Written request –
Put the records below, from the line containing "Target: blue sky" through the end of the records, into a numbered list with blank lines omitted. Leave the pictures out of your answer.

Pointing entries for labeled objects:
┄┄┄┄┄┄┄┄┄┄┄┄┄┄┄┄┄┄┄┄

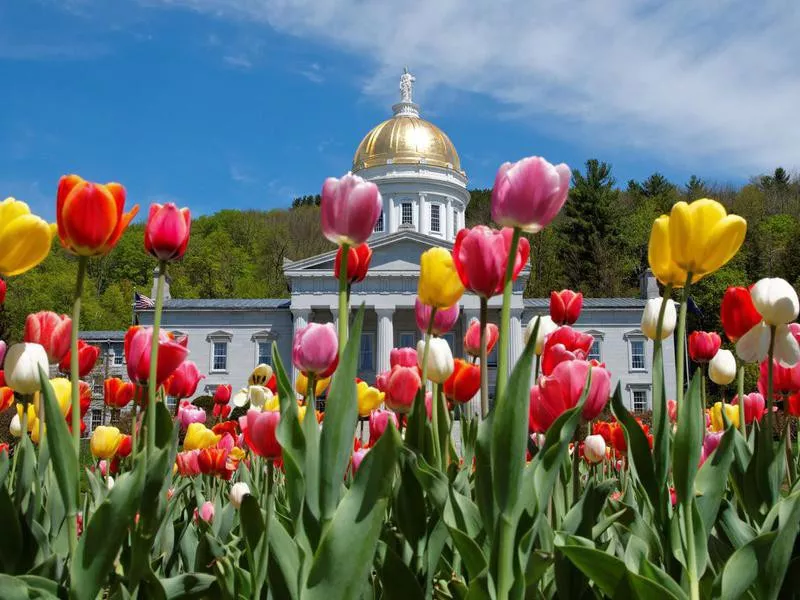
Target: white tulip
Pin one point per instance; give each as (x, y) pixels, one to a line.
(22, 365)
(546, 327)
(594, 448)
(775, 300)
(722, 368)
(238, 491)
(650, 318)
(440, 359)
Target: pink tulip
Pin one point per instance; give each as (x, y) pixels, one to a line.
(529, 194)
(349, 209)
(315, 348)
(472, 339)
(443, 321)
(480, 256)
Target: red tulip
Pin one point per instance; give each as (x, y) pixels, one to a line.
(472, 339)
(87, 357)
(138, 345)
(464, 382)
(259, 432)
(166, 234)
(480, 256)
(565, 306)
(118, 393)
(703, 345)
(50, 331)
(89, 215)
(183, 382)
(738, 313)
(358, 259)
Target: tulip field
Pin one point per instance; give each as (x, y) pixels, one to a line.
(552, 489)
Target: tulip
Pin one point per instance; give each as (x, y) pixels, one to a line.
(402, 387)
(166, 234)
(703, 345)
(594, 448)
(565, 306)
(369, 398)
(89, 215)
(463, 383)
(188, 413)
(198, 436)
(652, 310)
(731, 412)
(238, 491)
(565, 343)
(259, 432)
(440, 359)
(443, 320)
(546, 327)
(753, 407)
(118, 393)
(472, 339)
(22, 365)
(349, 209)
(378, 422)
(138, 344)
(697, 238)
(738, 313)
(439, 283)
(529, 194)
(105, 441)
(184, 380)
(358, 259)
(315, 348)
(722, 368)
(480, 256)
(51, 331)
(25, 239)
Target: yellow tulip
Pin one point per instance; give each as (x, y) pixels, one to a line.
(731, 412)
(697, 238)
(25, 239)
(301, 385)
(439, 283)
(105, 441)
(198, 436)
(369, 398)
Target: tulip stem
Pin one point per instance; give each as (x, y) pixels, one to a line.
(484, 317)
(152, 380)
(502, 351)
(344, 312)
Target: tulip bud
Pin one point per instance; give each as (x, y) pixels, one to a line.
(650, 318)
(22, 364)
(722, 368)
(440, 359)
(594, 448)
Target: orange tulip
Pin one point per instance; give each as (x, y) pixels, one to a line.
(89, 215)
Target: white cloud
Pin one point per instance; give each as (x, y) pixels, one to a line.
(716, 80)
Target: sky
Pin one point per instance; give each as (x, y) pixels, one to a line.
(249, 103)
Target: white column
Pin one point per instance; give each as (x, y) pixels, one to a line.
(385, 337)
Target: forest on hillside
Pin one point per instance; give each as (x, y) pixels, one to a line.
(598, 244)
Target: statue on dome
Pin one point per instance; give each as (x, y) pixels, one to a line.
(406, 85)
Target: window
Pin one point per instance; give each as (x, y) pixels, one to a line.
(406, 214)
(366, 358)
(639, 400)
(436, 225)
(219, 360)
(637, 355)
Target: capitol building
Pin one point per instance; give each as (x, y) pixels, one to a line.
(423, 184)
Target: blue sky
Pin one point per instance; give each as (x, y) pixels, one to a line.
(248, 103)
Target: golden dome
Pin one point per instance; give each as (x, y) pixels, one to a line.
(406, 139)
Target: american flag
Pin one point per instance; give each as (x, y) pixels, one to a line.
(142, 302)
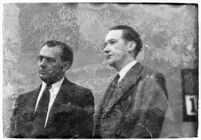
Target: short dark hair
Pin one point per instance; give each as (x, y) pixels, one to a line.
(67, 51)
(129, 34)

┄┄┄┄┄┄┄┄┄┄┄┄┄┄┄┄┄┄┄┄

Solution –
1. Target: blue sky
2. Pin one point per instance; give each as (x, y) pixels, one to a line.
3. (248, 103)
4. Target: golden dome
5. Pin one point per instance; give each as (x, y) pixels, one to a line.
6. (406, 139)
7. Target: american flag
8. Pin one point per instance; give each as (x, y) pixels, one to a line.
9. (142, 302)
10. Target: short dark hair
11. Pin one point per instance; give each as (x, y) pixels, one to a line.
12. (67, 51)
13. (129, 34)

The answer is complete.